Work to do >> Without altering anything, repeat each of the records.

-------

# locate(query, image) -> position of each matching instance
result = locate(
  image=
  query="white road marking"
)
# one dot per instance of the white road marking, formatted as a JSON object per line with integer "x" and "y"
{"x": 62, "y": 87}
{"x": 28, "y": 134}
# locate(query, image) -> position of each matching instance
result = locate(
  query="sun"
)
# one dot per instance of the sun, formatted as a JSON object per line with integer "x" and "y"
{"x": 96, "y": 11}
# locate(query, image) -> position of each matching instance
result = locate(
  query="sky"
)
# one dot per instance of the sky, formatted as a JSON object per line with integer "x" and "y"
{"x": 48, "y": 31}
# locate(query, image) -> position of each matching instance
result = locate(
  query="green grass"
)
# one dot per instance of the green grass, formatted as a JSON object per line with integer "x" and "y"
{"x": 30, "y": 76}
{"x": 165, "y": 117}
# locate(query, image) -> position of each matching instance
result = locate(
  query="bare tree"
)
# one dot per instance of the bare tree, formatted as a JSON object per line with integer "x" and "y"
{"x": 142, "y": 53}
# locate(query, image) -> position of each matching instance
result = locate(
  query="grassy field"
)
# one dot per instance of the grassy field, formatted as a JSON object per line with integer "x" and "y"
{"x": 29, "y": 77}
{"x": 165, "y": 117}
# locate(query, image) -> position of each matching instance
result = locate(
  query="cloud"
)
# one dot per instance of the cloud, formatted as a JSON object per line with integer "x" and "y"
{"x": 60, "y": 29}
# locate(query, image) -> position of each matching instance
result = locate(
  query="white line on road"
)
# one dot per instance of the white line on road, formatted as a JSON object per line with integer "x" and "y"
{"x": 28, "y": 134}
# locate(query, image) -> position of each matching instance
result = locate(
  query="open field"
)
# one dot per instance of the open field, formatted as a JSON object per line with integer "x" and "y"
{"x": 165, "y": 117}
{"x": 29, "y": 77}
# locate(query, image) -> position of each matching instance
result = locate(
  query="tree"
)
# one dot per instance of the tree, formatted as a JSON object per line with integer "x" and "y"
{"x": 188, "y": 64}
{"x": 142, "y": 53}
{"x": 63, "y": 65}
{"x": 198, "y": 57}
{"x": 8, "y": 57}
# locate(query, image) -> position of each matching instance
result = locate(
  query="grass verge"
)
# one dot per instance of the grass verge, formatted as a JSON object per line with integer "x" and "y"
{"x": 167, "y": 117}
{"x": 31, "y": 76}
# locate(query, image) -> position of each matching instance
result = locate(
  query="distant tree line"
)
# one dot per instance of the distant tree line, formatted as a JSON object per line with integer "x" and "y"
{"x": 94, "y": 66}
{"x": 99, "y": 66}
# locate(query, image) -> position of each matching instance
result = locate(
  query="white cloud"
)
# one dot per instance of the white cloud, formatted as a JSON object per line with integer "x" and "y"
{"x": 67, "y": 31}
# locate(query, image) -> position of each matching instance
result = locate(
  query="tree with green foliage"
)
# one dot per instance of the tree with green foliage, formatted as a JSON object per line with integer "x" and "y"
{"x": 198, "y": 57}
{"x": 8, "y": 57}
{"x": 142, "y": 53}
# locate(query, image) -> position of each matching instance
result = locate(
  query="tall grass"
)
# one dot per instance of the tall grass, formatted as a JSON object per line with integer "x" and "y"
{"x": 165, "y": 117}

-------

Full answer >>
# locate(query, image) -> position of each matching instance
result = locate(
  image=
  query="white road marking"
)
# one dot per instance of the white road marking, formatted as a JSON object per line with integer "x" and "y"
{"x": 62, "y": 87}
{"x": 28, "y": 134}
# locate(query, image) -> position of each matching instance
result = locate(
  query="sun"
)
# one dot per instance of the sun, formatted as a JSON object per line with integer "x" and "y"
{"x": 96, "y": 11}
# locate(query, image) -> position of each matching instance
result = locate(
  query="sky"
)
# one dot per instance of the sky, formatted as a JSON object per line with integer "x" and "y"
{"x": 48, "y": 31}
# locate(query, image) -> position of each matching instance
result = locate(
  query="green grass"
)
# one dot per instance of the green grass, formatted as a JSON object per line with integer "x" and "y"
{"x": 30, "y": 76}
{"x": 165, "y": 117}
# locate(query, image) -> position of each matching instance
result = locate(
  query="bare tree"
)
# one dot per instance of the bare tree, formatted as a JSON object per line with integer "x" and "y"
{"x": 142, "y": 53}
# locate(query, image) -> position of each matching instance
result = locate(
  query="grassy field"
)
# one dot per instance of the grassy field, formatted as a JSON object per line with integer "x" and "y"
{"x": 29, "y": 77}
{"x": 165, "y": 117}
# locate(query, image) -> position of each matching instance
result = locate(
  query="cloud"
)
# one dot per instance of the cloud, formatted as a JSON object per line with integer "x" and "y"
{"x": 60, "y": 29}
# locate(query, image) -> position of each matching instance
result = locate(
  query="white line on road"
)
# one dot per instance of the white line on road, formatted as a JSON object per line with integer "x" and "y"
{"x": 28, "y": 134}
# locate(query, image) -> position of each matching instance
result = locate(
  query="open field"
)
# one dot per instance of the open field, formatted as a JSON object per line with integer "x" and "y"
{"x": 165, "y": 117}
{"x": 29, "y": 77}
# locate(query, image) -> position of each matching instance
result = locate(
  query="tree"
)
# one dot per instance of the tree, formatted as a JSON object per line with integer "x" and "y"
{"x": 188, "y": 64}
{"x": 142, "y": 53}
{"x": 63, "y": 65}
{"x": 198, "y": 57}
{"x": 8, "y": 57}
# locate(query, image) -> position of each matching instance
result = locate(
  query="grass verge"
)
# one dot per instance of the grass verge, formatted as a JSON object per line with integer "x" and "y"
{"x": 167, "y": 117}
{"x": 31, "y": 76}
# locate(query, image) -> position of each matching instance
result = locate(
  query="distant tree line"
)
# one dot per instance of the distant tree line, formatted as a JSON object per line with integer "x" and "y"
{"x": 94, "y": 66}
{"x": 99, "y": 66}
# locate(query, image) -> position of each matching instance
result = locate(
  query="white cloud"
)
# one dot per instance of the white cloud, formatted as a JSON object per line with integer "x" and "y"
{"x": 67, "y": 31}
# locate(query, image) -> position of each matching instance
result = locate(
  query="tree with green foliage"
)
# one dot per instance of the tree with green foliage, formatted as a JSON object per line with integer "x" and "y"
{"x": 198, "y": 57}
{"x": 8, "y": 57}
{"x": 142, "y": 53}
# locate(query, image) -> position of each matching instance
result = locate(
  query="tall grass"
)
# one dot per instance of the tall grass, formatted as a JSON object per line with integer "x" and "y"
{"x": 165, "y": 117}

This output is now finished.